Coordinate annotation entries
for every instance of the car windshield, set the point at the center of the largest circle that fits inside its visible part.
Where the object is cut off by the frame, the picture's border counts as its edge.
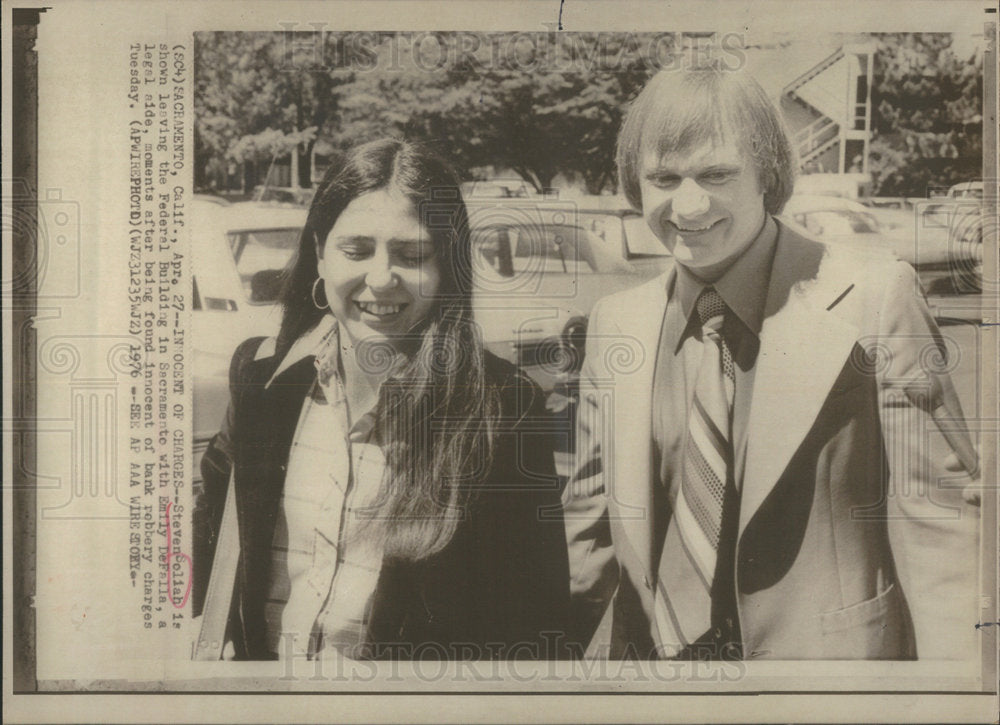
(841, 222)
(640, 240)
(261, 255)
(508, 250)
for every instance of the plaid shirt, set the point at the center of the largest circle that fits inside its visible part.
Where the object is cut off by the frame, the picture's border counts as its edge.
(325, 562)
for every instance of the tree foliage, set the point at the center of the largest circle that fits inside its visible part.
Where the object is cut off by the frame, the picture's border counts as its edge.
(535, 104)
(927, 115)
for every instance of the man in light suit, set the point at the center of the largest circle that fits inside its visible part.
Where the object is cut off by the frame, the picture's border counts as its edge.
(732, 490)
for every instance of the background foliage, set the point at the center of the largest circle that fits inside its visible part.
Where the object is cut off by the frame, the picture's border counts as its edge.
(541, 105)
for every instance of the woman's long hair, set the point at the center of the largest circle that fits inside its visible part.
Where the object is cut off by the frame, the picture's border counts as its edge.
(437, 413)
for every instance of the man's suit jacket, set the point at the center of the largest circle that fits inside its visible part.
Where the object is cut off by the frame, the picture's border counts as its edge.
(499, 588)
(815, 572)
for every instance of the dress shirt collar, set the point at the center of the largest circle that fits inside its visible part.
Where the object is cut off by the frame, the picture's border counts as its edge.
(743, 287)
(322, 341)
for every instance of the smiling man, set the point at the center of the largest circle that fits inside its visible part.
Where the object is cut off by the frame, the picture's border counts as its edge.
(733, 490)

* YOUR INSTRUCTIONS *
Please rewrite the part of the material from the line containing "for every instance of the smiling" through the end of the material, changing "border" to "boundary" and keeping everything else the same.

* RESPONSE FOR THIS EXERCISE *
for every instance of the smiling man, set the point at the center of the largest circle that fits inside its visible part.
Where the object is cut off by the frame, the picture's boundary counts as its edge.
(733, 490)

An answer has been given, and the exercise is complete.